▸ **Goal**: Copy all of the rows below word for word, and leave the pictures out of your copy.

▸ **Dataset excerpts**:
++++++++
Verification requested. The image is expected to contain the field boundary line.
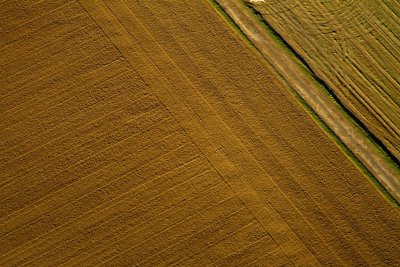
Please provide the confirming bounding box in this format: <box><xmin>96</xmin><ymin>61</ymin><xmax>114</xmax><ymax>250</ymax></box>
<box><xmin>216</xmin><ymin>0</ymin><xmax>400</xmax><ymax>205</ymax></box>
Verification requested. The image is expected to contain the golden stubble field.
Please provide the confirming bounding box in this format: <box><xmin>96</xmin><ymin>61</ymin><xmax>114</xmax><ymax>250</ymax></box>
<box><xmin>0</xmin><ymin>0</ymin><xmax>400</xmax><ymax>266</ymax></box>
<box><xmin>246</xmin><ymin>0</ymin><xmax>400</xmax><ymax>159</ymax></box>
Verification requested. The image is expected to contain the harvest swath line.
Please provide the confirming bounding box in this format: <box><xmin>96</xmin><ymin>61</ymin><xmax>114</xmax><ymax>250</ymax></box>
<box><xmin>0</xmin><ymin>0</ymin><xmax>400</xmax><ymax>266</ymax></box>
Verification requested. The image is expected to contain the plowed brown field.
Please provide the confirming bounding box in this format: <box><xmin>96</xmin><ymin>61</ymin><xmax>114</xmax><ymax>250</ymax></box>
<box><xmin>0</xmin><ymin>0</ymin><xmax>400</xmax><ymax>266</ymax></box>
<box><xmin>246</xmin><ymin>0</ymin><xmax>400</xmax><ymax>160</ymax></box>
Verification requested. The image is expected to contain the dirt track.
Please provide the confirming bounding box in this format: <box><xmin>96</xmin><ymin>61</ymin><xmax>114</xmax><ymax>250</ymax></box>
<box><xmin>0</xmin><ymin>0</ymin><xmax>400</xmax><ymax>266</ymax></box>
<box><xmin>217</xmin><ymin>0</ymin><xmax>400</xmax><ymax>202</ymax></box>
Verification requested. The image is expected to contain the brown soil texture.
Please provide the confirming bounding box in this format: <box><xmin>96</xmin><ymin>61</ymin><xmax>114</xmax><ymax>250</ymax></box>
<box><xmin>0</xmin><ymin>0</ymin><xmax>400</xmax><ymax>266</ymax></box>
<box><xmin>246</xmin><ymin>0</ymin><xmax>400</xmax><ymax>160</ymax></box>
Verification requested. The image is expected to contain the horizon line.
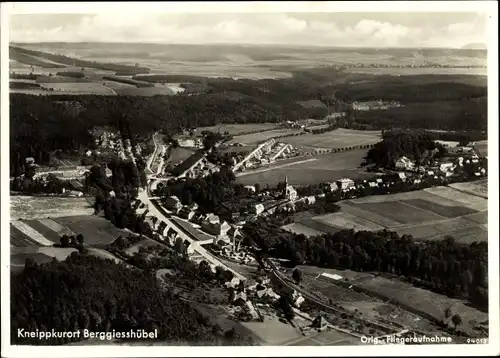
++++++++
▸ **Correct response**:
Verification requested. The image is expected to contain the field boundary line.
Please provide the confirming bounding box in this format: <box><xmin>96</xmin><ymin>61</ymin><xmax>114</xmax><ymax>250</ymax></box>
<box><xmin>216</xmin><ymin>0</ymin><xmax>400</xmax><ymax>205</ymax></box>
Verification requested. The image is expected to contain the golden stubble field.
Please provide the confirming bounding box in this format: <box><xmin>96</xmin><ymin>61</ymin><xmax>114</xmax><ymax>250</ymax></box>
<box><xmin>0</xmin><ymin>0</ymin><xmax>400</xmax><ymax>266</ymax></box>
<box><xmin>246</xmin><ymin>0</ymin><xmax>400</xmax><ymax>159</ymax></box>
Verification requested. The image is expected to contain the harvest swath line.
Please provide the confirming bounding box in this format: <box><xmin>96</xmin><ymin>61</ymin><xmax>114</xmax><ymax>250</ymax></box>
<box><xmin>0</xmin><ymin>0</ymin><xmax>400</xmax><ymax>266</ymax></box>
Verification requested. The image is expected to contain the plowed brown field.
Please provide the confirming bounding box in this format: <box><xmin>96</xmin><ymin>61</ymin><xmax>114</xmax><ymax>250</ymax></box>
<box><xmin>0</xmin><ymin>0</ymin><xmax>400</xmax><ymax>266</ymax></box>
<box><xmin>246</xmin><ymin>0</ymin><xmax>400</xmax><ymax>160</ymax></box>
Verification requested. The image is expected to contain the dirt track.
Please provide the confirming bounding box in this format: <box><xmin>96</xmin><ymin>61</ymin><xmax>114</xmax><ymax>250</ymax></box>
<box><xmin>0</xmin><ymin>0</ymin><xmax>400</xmax><ymax>266</ymax></box>
<box><xmin>217</xmin><ymin>0</ymin><xmax>400</xmax><ymax>202</ymax></box>
Verification requested. The image is expected to contain the brown soil texture.
Please provide the confirming bounding box in this format: <box><xmin>96</xmin><ymin>61</ymin><xmax>114</xmax><ymax>250</ymax></box>
<box><xmin>0</xmin><ymin>0</ymin><xmax>400</xmax><ymax>266</ymax></box>
<box><xmin>246</xmin><ymin>0</ymin><xmax>400</xmax><ymax>160</ymax></box>
Verification requested. The image is expected to contain the horizon line.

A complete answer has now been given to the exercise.